_REQUIRED WORK:_ Find every line in the material below that contains the word "shelf", and copy each of those lines.

_LISTED RECORDS:_
════

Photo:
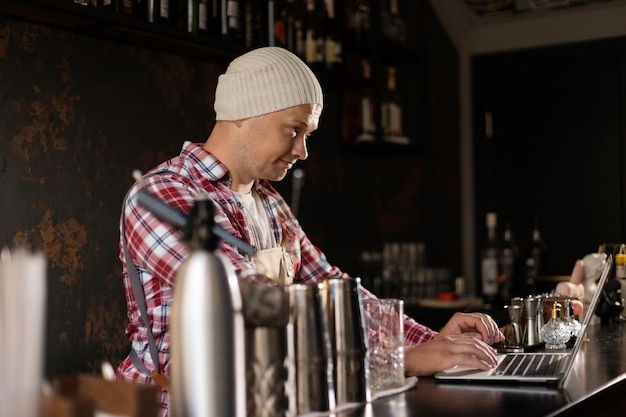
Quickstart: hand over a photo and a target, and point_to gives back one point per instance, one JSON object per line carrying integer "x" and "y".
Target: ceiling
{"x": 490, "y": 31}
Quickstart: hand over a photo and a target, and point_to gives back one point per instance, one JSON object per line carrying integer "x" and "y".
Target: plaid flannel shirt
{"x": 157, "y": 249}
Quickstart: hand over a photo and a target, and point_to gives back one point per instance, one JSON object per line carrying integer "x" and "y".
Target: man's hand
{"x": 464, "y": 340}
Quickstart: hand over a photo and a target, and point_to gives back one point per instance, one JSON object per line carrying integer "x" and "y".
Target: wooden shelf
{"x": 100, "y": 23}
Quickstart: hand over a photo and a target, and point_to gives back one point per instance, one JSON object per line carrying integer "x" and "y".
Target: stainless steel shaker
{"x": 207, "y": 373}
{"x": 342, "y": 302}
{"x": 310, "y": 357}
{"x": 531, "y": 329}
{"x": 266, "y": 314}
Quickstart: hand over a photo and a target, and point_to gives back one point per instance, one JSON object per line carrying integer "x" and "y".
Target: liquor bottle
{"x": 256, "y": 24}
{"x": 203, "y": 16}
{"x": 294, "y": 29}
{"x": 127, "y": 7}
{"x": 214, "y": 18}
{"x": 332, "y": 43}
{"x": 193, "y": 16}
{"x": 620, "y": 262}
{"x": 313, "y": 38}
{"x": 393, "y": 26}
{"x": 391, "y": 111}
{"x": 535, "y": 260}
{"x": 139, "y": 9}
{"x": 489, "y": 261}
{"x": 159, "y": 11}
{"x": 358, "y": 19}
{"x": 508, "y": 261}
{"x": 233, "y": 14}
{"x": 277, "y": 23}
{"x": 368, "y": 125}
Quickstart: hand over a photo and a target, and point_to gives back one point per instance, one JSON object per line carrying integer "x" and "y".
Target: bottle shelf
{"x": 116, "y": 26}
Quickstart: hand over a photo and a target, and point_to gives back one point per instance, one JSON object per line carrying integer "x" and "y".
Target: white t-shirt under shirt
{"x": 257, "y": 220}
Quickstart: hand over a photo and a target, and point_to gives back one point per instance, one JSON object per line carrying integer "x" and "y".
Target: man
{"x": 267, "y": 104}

════

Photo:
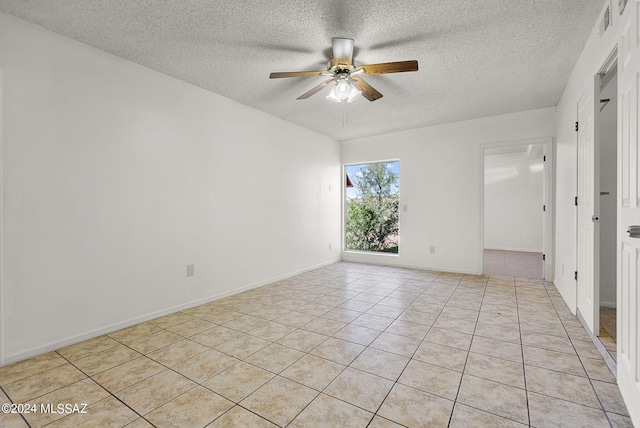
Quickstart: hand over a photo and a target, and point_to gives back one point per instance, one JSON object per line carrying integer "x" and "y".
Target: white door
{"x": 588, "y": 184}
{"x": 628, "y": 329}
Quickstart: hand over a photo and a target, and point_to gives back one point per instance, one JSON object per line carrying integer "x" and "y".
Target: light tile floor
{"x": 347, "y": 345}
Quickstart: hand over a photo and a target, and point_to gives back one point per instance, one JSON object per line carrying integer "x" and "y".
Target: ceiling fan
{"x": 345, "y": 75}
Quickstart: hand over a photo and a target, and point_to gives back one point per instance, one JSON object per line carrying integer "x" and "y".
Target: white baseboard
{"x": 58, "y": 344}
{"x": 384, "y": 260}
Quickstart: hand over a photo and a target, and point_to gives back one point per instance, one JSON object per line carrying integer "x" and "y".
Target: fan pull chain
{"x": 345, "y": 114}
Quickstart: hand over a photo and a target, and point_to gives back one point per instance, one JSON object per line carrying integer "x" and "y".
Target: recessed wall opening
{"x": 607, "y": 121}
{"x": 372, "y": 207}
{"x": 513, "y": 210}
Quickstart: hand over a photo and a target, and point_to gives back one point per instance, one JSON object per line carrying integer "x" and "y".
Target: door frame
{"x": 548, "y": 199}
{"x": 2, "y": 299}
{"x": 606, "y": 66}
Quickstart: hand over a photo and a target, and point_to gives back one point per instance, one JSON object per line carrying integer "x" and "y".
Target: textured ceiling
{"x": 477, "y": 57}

════

_WRITTEN SOLUTION:_
Target: wooden shelf
Target: bottle shelf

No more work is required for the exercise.